What to do: Copy all lines below that use the word "ground".

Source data
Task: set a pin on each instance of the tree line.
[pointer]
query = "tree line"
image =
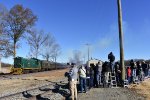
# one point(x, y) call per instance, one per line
point(17, 24)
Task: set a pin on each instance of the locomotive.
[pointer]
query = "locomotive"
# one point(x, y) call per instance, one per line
point(24, 65)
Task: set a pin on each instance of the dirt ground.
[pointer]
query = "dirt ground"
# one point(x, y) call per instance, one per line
point(26, 81)
point(142, 89)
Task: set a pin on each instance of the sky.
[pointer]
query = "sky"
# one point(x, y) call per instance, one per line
point(76, 22)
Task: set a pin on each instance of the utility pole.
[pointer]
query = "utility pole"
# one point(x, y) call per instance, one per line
point(88, 51)
point(121, 40)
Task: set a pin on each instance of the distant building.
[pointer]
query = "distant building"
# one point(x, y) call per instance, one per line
point(93, 61)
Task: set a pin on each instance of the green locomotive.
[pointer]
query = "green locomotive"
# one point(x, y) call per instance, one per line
point(24, 65)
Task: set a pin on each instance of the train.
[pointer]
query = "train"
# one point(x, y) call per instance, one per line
point(25, 65)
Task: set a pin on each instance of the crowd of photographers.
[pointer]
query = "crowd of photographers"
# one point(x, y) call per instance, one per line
point(99, 74)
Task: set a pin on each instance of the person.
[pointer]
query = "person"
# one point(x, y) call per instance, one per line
point(111, 58)
point(106, 70)
point(88, 76)
point(91, 75)
point(129, 74)
point(139, 71)
point(98, 72)
point(133, 69)
point(82, 79)
point(118, 73)
point(149, 70)
point(73, 73)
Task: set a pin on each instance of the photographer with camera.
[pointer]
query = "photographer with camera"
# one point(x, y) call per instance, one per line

Written reply:
Task: set a pin on each instance of the dirt ground.
query = "dirt ground"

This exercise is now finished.